[Document segment — start]
At 7-foot tall, Gideon Mabeny strikes an imposing figure. The starched uniform he wears as a cadet at Fork Union Military Academy (FUMA) near Charlottesville makes this young Sudanese man look even more impressive.
Gideon, then 17, came to the U.S. from his war-torn homeland in January, 2006 and has been living in the Virginia countryside with Dr. and Mrs. Emerson Farley ever since. FUMA uses the best aspects of the military system. It stresses character development and self-discipline, "by providing an atmosphere in which spiritual, mental, and physical growth can flourish." Dr. Farley is a trustee at FUMA and is Gideon's primary sponsor.
"I'd be delighted," says Farley (WVU '60), if he ends up at WVU!"
A member and deacon at Fort Union Baptist Church, Emerson Farley began West Virginia University as a forestry major but later switched to pre-med, and earned his MD at the University Pittsburgh. Eventually he and wife, Mary Snider Farley, moved to Richmond where the Charleston, WV native completed an internal medicine residency and fellowship in Rheumatology.
[Document segment — finish]
■ **Tasks and exercises**:
(A) List every person named in full in the Gideon Mabeny profile.
(B) Reproduce the Gideon Mabeny profile from "Gideon, then 17, came" to "Gideon's primary sponsor.".
(C) Answer each question from the Gideon Mabeny profile:
(i) How tall is Gideon Mabeny?
(ii) In what month and year did he come to the U.S.?
(iii) In what field did Emerson Farley complete a fellowship?
The data that follows has no connection to the Gideon Mabeny profile.
[Provided records — start]
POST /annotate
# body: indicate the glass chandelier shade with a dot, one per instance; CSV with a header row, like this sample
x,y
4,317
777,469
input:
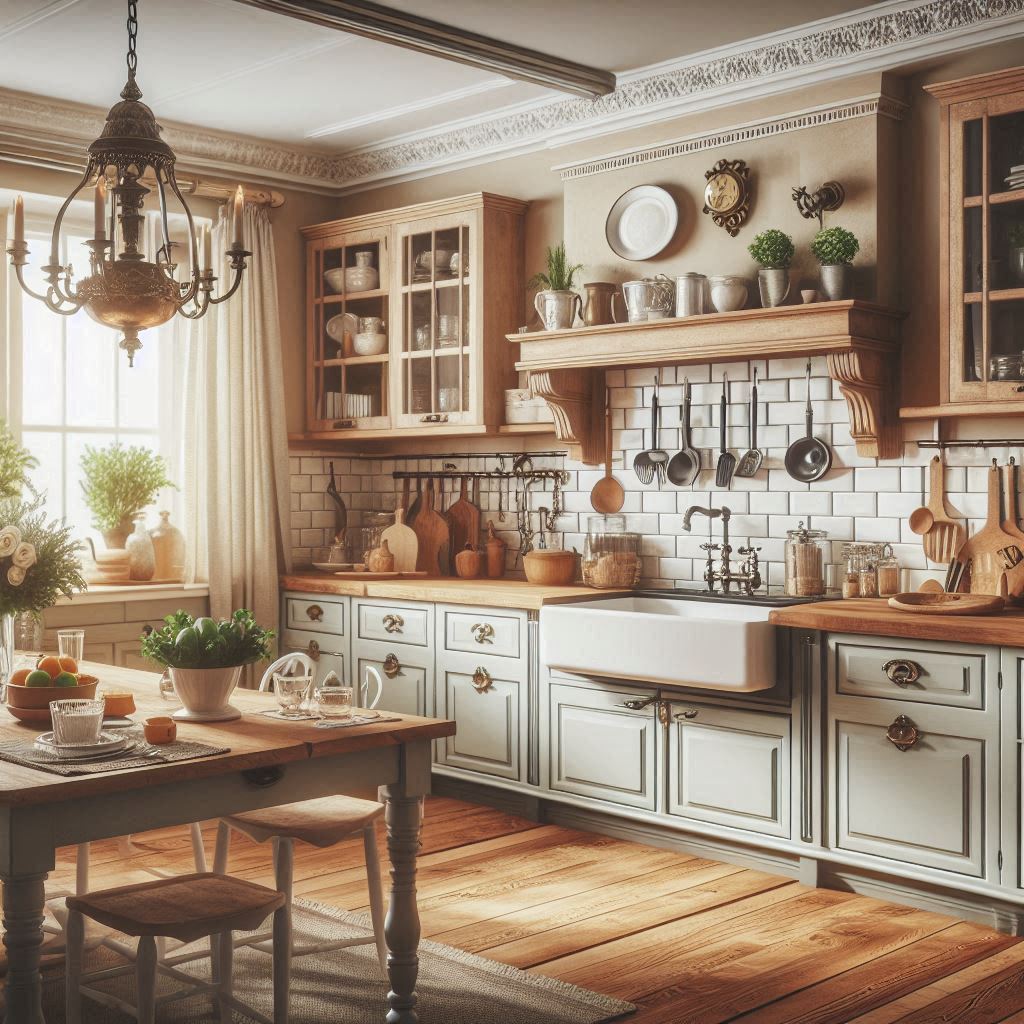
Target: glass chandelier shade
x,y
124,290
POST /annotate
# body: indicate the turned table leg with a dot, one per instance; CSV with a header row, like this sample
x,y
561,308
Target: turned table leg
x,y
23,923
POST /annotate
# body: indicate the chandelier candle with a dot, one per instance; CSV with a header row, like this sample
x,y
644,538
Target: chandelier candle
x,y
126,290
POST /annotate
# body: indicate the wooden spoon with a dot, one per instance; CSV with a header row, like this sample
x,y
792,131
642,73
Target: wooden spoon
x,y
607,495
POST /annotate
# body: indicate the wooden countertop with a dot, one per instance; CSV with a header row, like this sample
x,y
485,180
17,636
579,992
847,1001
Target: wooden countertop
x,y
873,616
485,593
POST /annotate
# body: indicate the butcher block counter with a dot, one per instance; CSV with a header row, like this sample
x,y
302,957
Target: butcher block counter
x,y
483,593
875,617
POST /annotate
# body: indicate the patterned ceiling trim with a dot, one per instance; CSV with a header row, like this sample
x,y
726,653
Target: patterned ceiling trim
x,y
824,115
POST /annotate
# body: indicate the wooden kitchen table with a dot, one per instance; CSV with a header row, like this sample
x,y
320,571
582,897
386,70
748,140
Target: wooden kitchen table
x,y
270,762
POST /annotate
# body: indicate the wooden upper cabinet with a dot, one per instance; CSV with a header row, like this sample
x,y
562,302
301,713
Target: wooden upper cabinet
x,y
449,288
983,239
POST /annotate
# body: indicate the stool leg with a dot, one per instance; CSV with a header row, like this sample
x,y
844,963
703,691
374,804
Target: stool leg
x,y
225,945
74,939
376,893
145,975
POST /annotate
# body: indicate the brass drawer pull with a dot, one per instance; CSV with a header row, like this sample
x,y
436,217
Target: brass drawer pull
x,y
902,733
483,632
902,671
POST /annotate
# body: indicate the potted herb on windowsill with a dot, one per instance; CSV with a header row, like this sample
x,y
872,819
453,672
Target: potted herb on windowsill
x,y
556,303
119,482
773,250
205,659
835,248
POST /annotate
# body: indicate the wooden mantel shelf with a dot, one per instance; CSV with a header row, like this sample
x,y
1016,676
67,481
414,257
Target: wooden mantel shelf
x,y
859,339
[Provided records — finish]
■ **Answers per task**:
(A)
Gideon Mabeny
Emerson Farley
Mary Snider Farley

(B)
Gideon, then 17, came to the U.S. from his war-torn homeland in January, 2006 and has been living in the Virginia countryside with Dr. and Mrs. Emerson Farley ever since. FUMA uses the best aspects of the military system. It stresses character development and self-discipline, "by providing an atmosphere in which spiritual, mental, and physical growth can flourish." Dr. Farley is a trustee at FUMA and is Gideon's primary sponsor.

(C)
(i) 7 feet
(ii) January 2006
(iii) Rheumatology